---------- THE DATA
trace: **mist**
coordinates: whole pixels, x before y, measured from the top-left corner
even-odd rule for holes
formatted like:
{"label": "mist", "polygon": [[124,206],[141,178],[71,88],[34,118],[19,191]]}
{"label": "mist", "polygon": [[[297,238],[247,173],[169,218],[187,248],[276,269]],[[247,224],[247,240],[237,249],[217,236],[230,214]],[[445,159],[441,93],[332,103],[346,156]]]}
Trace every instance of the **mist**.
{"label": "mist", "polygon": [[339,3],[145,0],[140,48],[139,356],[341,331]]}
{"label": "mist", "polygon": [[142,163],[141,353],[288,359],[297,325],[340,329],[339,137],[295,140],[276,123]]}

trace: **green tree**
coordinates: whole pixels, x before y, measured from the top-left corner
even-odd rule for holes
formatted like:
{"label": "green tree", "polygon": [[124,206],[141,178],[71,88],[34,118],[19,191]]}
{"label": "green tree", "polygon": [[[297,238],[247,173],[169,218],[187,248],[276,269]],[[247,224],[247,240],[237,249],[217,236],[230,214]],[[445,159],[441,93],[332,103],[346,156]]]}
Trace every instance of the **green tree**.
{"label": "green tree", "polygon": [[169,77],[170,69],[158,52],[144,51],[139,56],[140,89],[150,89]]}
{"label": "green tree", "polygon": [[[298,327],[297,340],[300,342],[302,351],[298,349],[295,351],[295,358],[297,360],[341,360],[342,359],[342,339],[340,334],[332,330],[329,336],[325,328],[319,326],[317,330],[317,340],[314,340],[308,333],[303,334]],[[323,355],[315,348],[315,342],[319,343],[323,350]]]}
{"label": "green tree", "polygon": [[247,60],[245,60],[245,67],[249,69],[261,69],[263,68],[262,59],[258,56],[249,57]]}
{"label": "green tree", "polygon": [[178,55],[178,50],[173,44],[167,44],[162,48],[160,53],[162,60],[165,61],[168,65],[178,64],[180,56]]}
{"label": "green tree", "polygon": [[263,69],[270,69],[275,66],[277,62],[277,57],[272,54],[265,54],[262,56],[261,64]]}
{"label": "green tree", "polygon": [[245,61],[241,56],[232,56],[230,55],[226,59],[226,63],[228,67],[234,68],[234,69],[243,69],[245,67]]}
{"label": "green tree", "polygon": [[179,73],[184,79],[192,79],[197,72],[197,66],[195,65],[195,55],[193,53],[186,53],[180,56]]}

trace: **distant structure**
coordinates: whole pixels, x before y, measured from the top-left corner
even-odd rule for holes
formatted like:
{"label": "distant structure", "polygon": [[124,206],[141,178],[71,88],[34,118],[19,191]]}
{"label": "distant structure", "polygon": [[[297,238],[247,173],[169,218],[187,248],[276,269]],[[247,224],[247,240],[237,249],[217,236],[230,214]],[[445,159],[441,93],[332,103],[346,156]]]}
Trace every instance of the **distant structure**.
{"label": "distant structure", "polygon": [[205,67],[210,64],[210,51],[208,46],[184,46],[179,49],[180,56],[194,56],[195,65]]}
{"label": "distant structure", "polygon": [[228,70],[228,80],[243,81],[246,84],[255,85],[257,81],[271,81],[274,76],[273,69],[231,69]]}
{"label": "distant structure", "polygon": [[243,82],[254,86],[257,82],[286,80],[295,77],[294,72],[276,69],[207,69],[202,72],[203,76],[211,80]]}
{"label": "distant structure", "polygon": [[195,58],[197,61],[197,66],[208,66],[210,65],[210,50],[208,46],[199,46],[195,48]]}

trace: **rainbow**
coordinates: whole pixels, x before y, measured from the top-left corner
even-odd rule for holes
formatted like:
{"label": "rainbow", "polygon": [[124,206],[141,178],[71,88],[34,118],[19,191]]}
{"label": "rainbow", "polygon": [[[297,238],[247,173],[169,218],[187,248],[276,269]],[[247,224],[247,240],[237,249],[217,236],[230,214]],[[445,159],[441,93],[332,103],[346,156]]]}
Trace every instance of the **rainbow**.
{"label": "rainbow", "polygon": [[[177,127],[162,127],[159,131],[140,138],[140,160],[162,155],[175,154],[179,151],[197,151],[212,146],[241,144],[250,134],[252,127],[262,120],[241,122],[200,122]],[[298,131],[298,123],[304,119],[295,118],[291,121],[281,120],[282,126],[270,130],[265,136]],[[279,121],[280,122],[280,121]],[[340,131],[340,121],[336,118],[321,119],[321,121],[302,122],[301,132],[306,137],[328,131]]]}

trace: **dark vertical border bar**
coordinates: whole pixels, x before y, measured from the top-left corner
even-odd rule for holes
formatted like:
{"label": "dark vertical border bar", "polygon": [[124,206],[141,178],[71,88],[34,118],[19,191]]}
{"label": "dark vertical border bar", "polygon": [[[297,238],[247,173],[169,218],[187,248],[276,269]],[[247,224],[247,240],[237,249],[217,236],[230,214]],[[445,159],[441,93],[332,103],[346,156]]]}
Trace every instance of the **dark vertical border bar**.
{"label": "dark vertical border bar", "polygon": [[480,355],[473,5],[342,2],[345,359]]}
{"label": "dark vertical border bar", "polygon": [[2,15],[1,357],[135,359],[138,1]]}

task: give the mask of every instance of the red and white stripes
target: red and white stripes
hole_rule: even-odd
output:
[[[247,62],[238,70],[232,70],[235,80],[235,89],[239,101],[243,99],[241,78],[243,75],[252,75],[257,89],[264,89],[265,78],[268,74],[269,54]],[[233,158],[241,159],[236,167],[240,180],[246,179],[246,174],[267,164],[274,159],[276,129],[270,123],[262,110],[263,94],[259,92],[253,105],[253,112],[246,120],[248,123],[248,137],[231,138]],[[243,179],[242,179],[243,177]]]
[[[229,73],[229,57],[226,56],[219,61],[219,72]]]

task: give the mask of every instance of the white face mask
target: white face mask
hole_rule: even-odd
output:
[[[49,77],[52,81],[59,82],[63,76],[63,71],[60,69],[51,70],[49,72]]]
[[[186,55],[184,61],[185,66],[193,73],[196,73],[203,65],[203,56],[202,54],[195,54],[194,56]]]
--------------------
**TASK TO CARRY OUT:** Transcribe the records above in full, exactly as they stand.

**FINISHED TASK:**
trace: **mist**
coordinates: whole pixels, x before y, measured from the top-left corner
even-odd rule for holes
formatted like:
{"label": "mist", "polygon": [[124,206],[141,178],[71,88],[34,118],[19,191]]}
{"label": "mist", "polygon": [[[297,238],[247,173],[169,218],[187,248],[276,269]],[[247,224],[247,240],[237,249],[217,236],[230,214]],[[445,159],[441,93],[332,103],[346,156]]]}
Trace every instance of the **mist**.
{"label": "mist", "polygon": [[339,3],[145,0],[140,48],[139,356],[341,331]]}
{"label": "mist", "polygon": [[142,163],[141,353],[288,359],[297,325],[340,329],[339,137],[295,140],[276,123]]}

trace: **green tree**
coordinates: whole pixels, x before y, measured from the top-left corner
even-odd rule for holes
formatted like:
{"label": "green tree", "polygon": [[124,206],[141,178],[71,88],[34,118],[19,191]]}
{"label": "green tree", "polygon": [[[297,238],[247,173],[169,218],[187,248],[276,269]],[[247,224],[247,240],[237,249],[217,236],[230,214]],[[445,159],[441,93],[332,103],[346,156]]]}
Trace every instance of the **green tree**.
{"label": "green tree", "polygon": [[169,77],[170,69],[158,52],[144,51],[139,56],[140,89],[150,89]]}
{"label": "green tree", "polygon": [[[298,327],[297,340],[300,342],[302,351],[298,349],[295,351],[295,358],[297,360],[341,360],[342,359],[342,339],[340,334],[332,330],[329,336],[325,328],[319,326],[317,330],[317,340],[314,340],[308,333],[303,334]],[[323,355],[315,348],[315,342],[319,343],[323,350]]]}
{"label": "green tree", "polygon": [[247,60],[245,60],[245,67],[249,69],[261,69],[263,68],[262,59],[258,56],[249,57]]}
{"label": "green tree", "polygon": [[178,55],[178,50],[173,44],[167,44],[162,48],[160,53],[162,60],[165,61],[168,65],[178,64],[180,56]]}
{"label": "green tree", "polygon": [[263,69],[270,69],[275,66],[277,62],[277,57],[272,54],[265,54],[262,56],[261,64]]}
{"label": "green tree", "polygon": [[245,61],[241,56],[232,56],[230,55],[226,59],[226,63],[228,67],[234,68],[234,69],[243,69],[245,67]]}
{"label": "green tree", "polygon": [[179,73],[184,79],[192,79],[197,72],[197,66],[195,65],[195,55],[193,53],[186,53],[180,56]]}

trace: **distant structure**
coordinates: whole pixels, x before y, measured from the top-left corner
even-odd rule for holes
formatted like:
{"label": "distant structure", "polygon": [[124,206],[141,178],[71,88],[34,118],[19,191]]}
{"label": "distant structure", "polygon": [[[297,238],[247,173],[169,218],[187,248],[276,269]],[[247,224],[247,240],[237,249],[217,236],[230,214]],[[445,159],[441,93],[332,103],[346,156]]]}
Trace every instance of the **distant structure**.
{"label": "distant structure", "polygon": [[205,67],[210,64],[210,51],[208,46],[184,46],[179,49],[180,56],[194,56],[195,65]]}
{"label": "distant structure", "polygon": [[228,70],[228,80],[243,81],[246,84],[255,85],[257,81],[271,81],[274,76],[273,69],[231,69]]}
{"label": "distant structure", "polygon": [[243,82],[254,86],[257,82],[286,80],[295,77],[294,72],[276,69],[207,69],[202,72],[203,76],[211,80]]}
{"label": "distant structure", "polygon": [[195,58],[197,61],[197,66],[208,66],[210,65],[210,50],[208,46],[199,46],[195,48]]}

trace: **rainbow**
coordinates: whole pixels, x before y, measured from the top-left corner
even-odd rule for holes
formatted like:
{"label": "rainbow", "polygon": [[124,206],[141,178],[71,88],[34,118],[19,191]]}
{"label": "rainbow", "polygon": [[[297,238],[247,173],[169,218],[187,248],[276,269]],[[247,224],[247,240],[237,249],[217,236],[230,214]],[[445,159],[441,93],[332,103],[346,156]]]}
Trace every instance of the **rainbow**.
{"label": "rainbow", "polygon": [[[177,127],[162,127],[159,131],[140,138],[140,160],[162,155],[175,154],[179,151],[197,151],[212,146],[241,144],[250,134],[252,127],[262,120],[241,122],[200,122]],[[298,131],[298,123],[304,119],[295,118],[291,121],[281,120],[282,126],[270,130],[265,136]],[[279,121],[280,122],[280,121]],[[340,131],[340,121],[336,118],[321,119],[321,121],[302,122],[301,132],[306,137],[328,131]]]}

trace: **dark vertical border bar**
coordinates: whole pixels, x before y, measured from the top-left corner
even-odd rule for holes
formatted like:
{"label": "dark vertical border bar", "polygon": [[124,206],[141,178],[71,88],[34,118],[19,191]]}
{"label": "dark vertical border bar", "polygon": [[[297,238],[247,173],[169,218],[187,248],[276,269]],[[247,224],[247,240],[237,249],[217,236],[230,214]],[[445,159],[441,93],[332,103],[346,156]]]}
Trace every instance of the **dark vertical border bar**.
{"label": "dark vertical border bar", "polygon": [[480,355],[473,5],[342,2],[345,359]]}
{"label": "dark vertical border bar", "polygon": [[2,15],[1,357],[135,359],[138,1]]}

task: give the mask of every instance of the red and white stripes
target: red and white stripes
hole_rule: even-odd
output:
[[[247,62],[238,70],[232,70],[235,80],[235,89],[239,101],[243,99],[241,78],[243,75],[252,75],[257,89],[264,89],[265,78],[268,74],[269,54]],[[233,158],[241,159],[236,167],[240,180],[246,179],[246,174],[267,164],[274,159],[276,129],[270,123],[262,110],[263,94],[259,92],[253,105],[253,112],[246,120],[248,123],[248,137],[231,138]],[[243,179],[242,179],[243,177]]]
[[[229,73],[229,57],[226,56],[219,61],[219,72]]]

task: give the mask of every instance of the white face mask
target: white face mask
hole_rule: even-odd
output:
[[[49,77],[52,81],[59,82],[63,76],[63,71],[60,69],[51,70],[49,72]]]
[[[186,55],[184,61],[185,66],[193,73],[196,73],[203,65],[203,56],[202,54],[195,54],[194,56]]]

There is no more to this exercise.